§ **Location annotation dataset excerpts**
^^^^^^^^

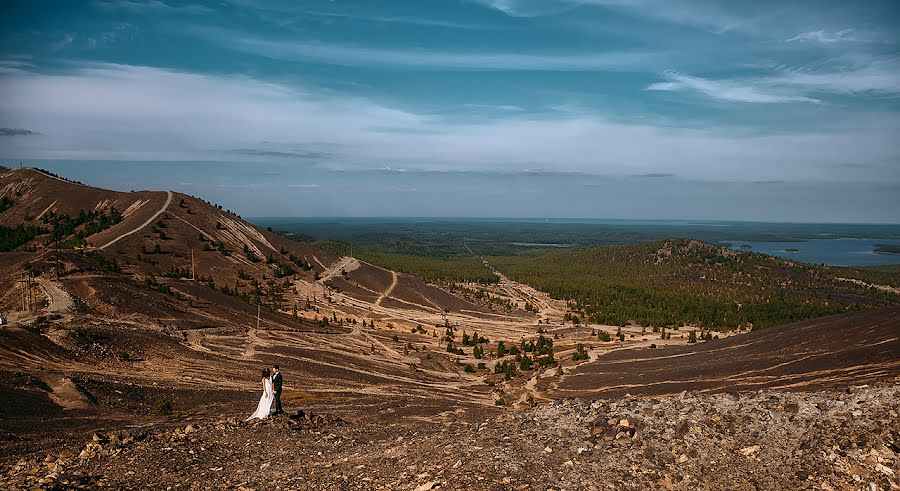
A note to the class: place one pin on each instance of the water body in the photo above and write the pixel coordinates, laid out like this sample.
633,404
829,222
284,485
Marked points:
833,252
833,244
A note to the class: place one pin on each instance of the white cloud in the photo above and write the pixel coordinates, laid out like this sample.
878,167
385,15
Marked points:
726,90
405,58
794,85
149,6
825,37
116,112
707,15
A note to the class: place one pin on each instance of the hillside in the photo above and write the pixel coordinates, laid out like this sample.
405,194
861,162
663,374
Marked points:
140,354
160,237
682,282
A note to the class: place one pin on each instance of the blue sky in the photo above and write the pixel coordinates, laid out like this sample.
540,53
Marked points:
563,108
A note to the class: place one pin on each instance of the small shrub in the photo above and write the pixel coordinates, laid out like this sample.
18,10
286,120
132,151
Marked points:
162,407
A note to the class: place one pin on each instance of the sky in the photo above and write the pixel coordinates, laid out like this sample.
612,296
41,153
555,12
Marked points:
662,109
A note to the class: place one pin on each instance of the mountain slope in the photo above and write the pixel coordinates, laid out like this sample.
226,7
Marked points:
686,282
154,234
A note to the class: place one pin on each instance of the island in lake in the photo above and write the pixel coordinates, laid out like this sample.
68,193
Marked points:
886,249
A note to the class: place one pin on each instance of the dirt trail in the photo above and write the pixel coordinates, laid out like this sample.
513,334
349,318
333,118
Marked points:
59,300
344,264
145,224
389,290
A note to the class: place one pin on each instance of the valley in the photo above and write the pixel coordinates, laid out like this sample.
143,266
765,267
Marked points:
150,314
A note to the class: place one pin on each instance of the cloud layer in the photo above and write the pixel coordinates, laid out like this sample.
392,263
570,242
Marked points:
128,112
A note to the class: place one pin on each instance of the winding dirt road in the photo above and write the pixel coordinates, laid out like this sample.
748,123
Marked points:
145,224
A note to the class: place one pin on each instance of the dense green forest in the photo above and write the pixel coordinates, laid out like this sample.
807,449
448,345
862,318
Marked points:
434,266
681,282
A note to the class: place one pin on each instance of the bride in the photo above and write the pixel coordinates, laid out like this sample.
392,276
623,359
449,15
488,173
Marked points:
265,401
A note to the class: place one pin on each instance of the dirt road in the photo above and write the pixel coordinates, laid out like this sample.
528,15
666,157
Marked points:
145,224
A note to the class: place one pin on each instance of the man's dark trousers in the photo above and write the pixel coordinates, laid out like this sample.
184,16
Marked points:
276,387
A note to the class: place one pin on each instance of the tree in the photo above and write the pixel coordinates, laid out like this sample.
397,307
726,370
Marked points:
580,353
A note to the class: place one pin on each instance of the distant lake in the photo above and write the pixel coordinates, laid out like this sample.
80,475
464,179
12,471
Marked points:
834,252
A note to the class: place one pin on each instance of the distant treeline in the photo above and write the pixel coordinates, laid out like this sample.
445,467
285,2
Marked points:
681,282
436,268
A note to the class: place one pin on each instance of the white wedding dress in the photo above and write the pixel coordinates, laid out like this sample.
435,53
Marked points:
265,401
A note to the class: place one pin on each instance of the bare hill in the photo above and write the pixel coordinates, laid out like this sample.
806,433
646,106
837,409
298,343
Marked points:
826,352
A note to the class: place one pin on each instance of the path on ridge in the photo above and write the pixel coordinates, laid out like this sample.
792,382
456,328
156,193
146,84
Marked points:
148,222
389,290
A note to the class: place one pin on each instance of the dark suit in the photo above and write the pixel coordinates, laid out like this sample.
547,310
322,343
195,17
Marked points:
276,387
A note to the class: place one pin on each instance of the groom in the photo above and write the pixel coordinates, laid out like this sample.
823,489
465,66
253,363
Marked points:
276,387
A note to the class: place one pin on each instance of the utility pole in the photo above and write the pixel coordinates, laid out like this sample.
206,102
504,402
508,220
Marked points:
56,255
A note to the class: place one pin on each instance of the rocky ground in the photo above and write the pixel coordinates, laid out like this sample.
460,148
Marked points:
839,439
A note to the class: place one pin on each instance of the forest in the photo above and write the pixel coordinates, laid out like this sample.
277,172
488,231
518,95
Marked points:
683,282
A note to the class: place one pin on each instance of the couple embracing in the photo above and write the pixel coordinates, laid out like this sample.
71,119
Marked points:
272,381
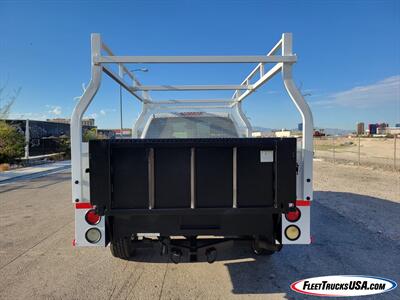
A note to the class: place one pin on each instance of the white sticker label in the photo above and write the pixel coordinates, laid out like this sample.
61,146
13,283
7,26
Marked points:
267,156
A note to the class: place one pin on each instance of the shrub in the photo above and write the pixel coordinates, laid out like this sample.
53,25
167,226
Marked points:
12,143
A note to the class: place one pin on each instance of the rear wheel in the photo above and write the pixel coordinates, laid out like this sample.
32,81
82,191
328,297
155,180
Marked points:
123,248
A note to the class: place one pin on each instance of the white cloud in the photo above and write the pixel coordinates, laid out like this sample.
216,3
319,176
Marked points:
374,95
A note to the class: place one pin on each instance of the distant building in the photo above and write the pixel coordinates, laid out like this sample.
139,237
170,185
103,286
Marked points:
256,134
115,133
360,128
372,128
300,127
85,121
393,130
381,129
320,132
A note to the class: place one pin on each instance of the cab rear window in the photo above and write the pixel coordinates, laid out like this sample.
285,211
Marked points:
191,127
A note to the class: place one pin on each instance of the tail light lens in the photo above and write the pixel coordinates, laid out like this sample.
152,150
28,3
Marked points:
292,232
92,218
293,216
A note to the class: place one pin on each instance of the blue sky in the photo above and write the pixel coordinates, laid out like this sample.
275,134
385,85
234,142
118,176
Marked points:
348,55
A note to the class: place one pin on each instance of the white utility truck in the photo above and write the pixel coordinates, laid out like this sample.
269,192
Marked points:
192,177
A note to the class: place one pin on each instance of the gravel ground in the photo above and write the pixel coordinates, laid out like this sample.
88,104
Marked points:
37,260
367,196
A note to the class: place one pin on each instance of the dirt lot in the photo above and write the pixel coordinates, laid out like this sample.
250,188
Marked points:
354,222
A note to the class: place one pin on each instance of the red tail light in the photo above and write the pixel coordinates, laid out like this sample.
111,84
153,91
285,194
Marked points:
293,216
92,218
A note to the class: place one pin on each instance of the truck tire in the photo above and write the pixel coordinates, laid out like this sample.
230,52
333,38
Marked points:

^^^^^^^^

§ **Exercise aim**
Reproduce every record word for word. The copy must contain no pictures.

§ **Solution to this problem**
A note to the class: place one pin on each instance of the water body in the photo above and write the pixel coordinates, laid out like this sample.
633,404
829,222
284,485
Marked points:
833,252
833,244
A note to the class: place one pin on each instance of the white cloud in the photo above and write the pixel coordinates, laid out like this sample.
878,167
385,15
Marked points:
726,90
405,58
794,85
149,6
825,37
116,112
707,15
A note to the class: place one pin on each instance of the hillside in the photo above and write the pixel coordinates, laid out like this sample.
405,194
861,162
663,374
Marked points:
140,354
160,237
682,282
A note to the class: place one pin on each instance of the blue sky in the photo above and write the pixel coordinates, laid out like this sample.
540,53
Marked points:
563,108
A note to the class: place one pin on each instance of the small shrub in the photo above and write the pixel coordinates, laid out like this sample.
18,10
286,120
132,151
Marked points:
162,407
A note to the class: place one pin on each instance of the sky in the photo above and write the pixel coordinates, laid out like this sample.
612,296
41,153
555,12
Marked points:
662,109
A note to the class: place one pin on each instance of the mountain slope in the photo above and write the pixel coordinates, laid out like this sample.
226,7
Marked points:
686,282
154,234
A note to the class: place one pin on each instance of the island in lake in the photo above and write the pixel coordinates, laid out like this sample.
68,193
Marked points:
886,249
A note to the class: place one pin on each instance of the dirt trail in the photo above and write the pixel coordinates, laid out like this sample.
513,334
349,318
333,118
Marked points:
59,300
344,264
145,224
389,290
A note to the class: place one pin on each instance of the valley in the photo above and write the pixel coordinates, laid out like this sample.
143,266
765,267
Marked points:
150,314
A note to the class: place one pin on each instance of the cloud layer in the photo above and write the pixel coordinates, laid out like this sample.
392,263
570,242
Marked points:
128,112
A note to the class: place one pin on each instance of the winding dirt road in the photo above and write the pixel coordinates, laid out like this sample.
748,123
Marked points:
145,224
A note to the class: place one pin on each instance of the dense green forest in the photo above and write the pixel coordinates, laid out like this sample.
807,449
448,345
862,318
Marked points:
434,266
681,282
A note to the class: place one pin on each instance of the bride in the photo above and write the pixel coordinates, laid out like this sample.
392,276
623,359
449,15
488,173
Marked points:
265,401
A note to the class: place one pin on each instance of the dirt road in the photo above and write the pixel coordinates, laid out like this sample.
528,15
666,157
Marked points:
145,224
A note to the class: place one pin on each instance of the man's dark trousers in the photo above and write the pixel coordinates, laid out like this sample.
184,16
Marked points:
276,387
A note to the class: place one pin on each instance of the tree in the photo above and write the pixel coordinates, laid out like this sample.
397,307
726,370
Marked points:
580,353
A note to the class: place one pin on each instance of the distant lake in the photo above and write the pixel coordinates, laid out like this sample.
80,475
464,179
12,471
Marked points:
834,252
A note to the class: place one pin on each instance of the distant treeline in the photo above and write the pixel coordinates, laid out like this sample.
445,467
285,2
Marked points:
681,282
436,268
A note to the class: place one pin on each instance of the white wedding dress in the photo above and write the pixel coordinates, laid out like this sample.
435,53
Marked points:
265,401
A note to the class: place one pin on each instance of the bare hill in the photo above and write the pixel coordinates, laid out like this sample.
806,433
646,106
837,409
298,343
Marked points:
826,352
A note to the class: place one pin on each instance of the path on ridge in the photo above and write the pixel coordinates, laid out like this sample.
792,382
456,328
156,193
146,84
Marked points:
148,222
389,290
A note to the class: place one pin on each instance of the dark suit in the photo above and write the pixel coordinates, laid out like this sample.
547,310
322,343
195,17
Marked points:
276,387
A note to the class: place one pin on each instance of the groom in the photo above and write the pixel coordinates, laid out like this sample.
823,489
465,66
253,363
Marked points:
276,387
A note to the class: place one pin on each instance of the utility pole in the photo above and write the pixel coordinates, laid out like this sample.
206,102
504,402
508,220
Marked points:
56,255
A note to the class: place one pin on each instance of the rocky ground in the photo above and write the pixel coordinates, laid out like this sample.
460,148
Marked points:
839,439
A note to the class: place one pin on each instance of the forest in the photo above and write the pixel coordinates, laid out like this sample.
277,172
488,231
518,95
Marked points:
683,282
A note to the class: place one pin on each instance of the couple embracing in the photo above and write the pixel coordinates, laid out like this sample.
71,119
Marked points:
272,381
A note to the class: place one pin on each instance of the white sticker label in the photo above and write the pixel coordinates, laid out like this sample.
61,146
13,283
7,26
Marked points:
267,156
A note to the class: place one pin on each instance of the shrub in the photo above and write the pixel coordinates, laid out like this sample.
53,25
167,226
Marked points:
12,143
A note to the class: place one pin on each instance of the rear wheel in the photo above and write the pixel coordinates, laid out like this sample.
32,81
82,191
328,297
155,180
Marked points:
123,248
A note to the class: place one pin on each instance of the white cloud in the photo above and write the pixel coordinates, laid out like this sample.
216,3
319,176
Marked points:
374,95
A note to the class: place one pin on each instance of the distant building in the photo above and write the pixel coordinates, laid out like this sample.
139,237
170,185
103,286
Marked points:
256,134
115,133
360,128
372,128
300,127
85,121
393,130
381,129
320,132
A note to the class: place one pin on each instance of the cab rear window in the photo above and write the pixel coordinates, laid out like this sample.
285,211
Marked points:
191,127
A note to the class: place one pin on each instance of the tail light lens in the photo above and write the pixel coordinates, laid out like this sample.
152,150
28,3
Marked points:
292,232
92,218
293,216
A note to the class: place one pin on each instance of the blue sky in the photo above and write the pixel coordinates, laid out like this sample.
275,134
385,85
234,142
118,176
Marked points:
348,55
A note to the class: place one pin on each instance of the white utility truck in the photo above and write the pixel coordinates, laid out like this sample.
269,192
Marked points:
192,177
A note to the class: place one pin on each instance of the gravel ground in the photo above and write the pixel coordinates, laid out like this sample.
88,104
Marked points:
37,260
367,196
A note to the class: place one pin on each instance of the dirt lot in the photo above and write the pixel coordinates, laid out like this sample.
250,188
Marked points:
354,222
A note to the class: place one pin on each instance of the red tail light in the photo above and write the pixel coordinates, laid out like this sample.
111,84
153,91
285,194
Marked points:
293,216
92,218
A note to the class: place one pin on each instance of the truck tire in the photo above and write the pixel coordinates, laid out like this sample.
230,52
333,38
Marked points:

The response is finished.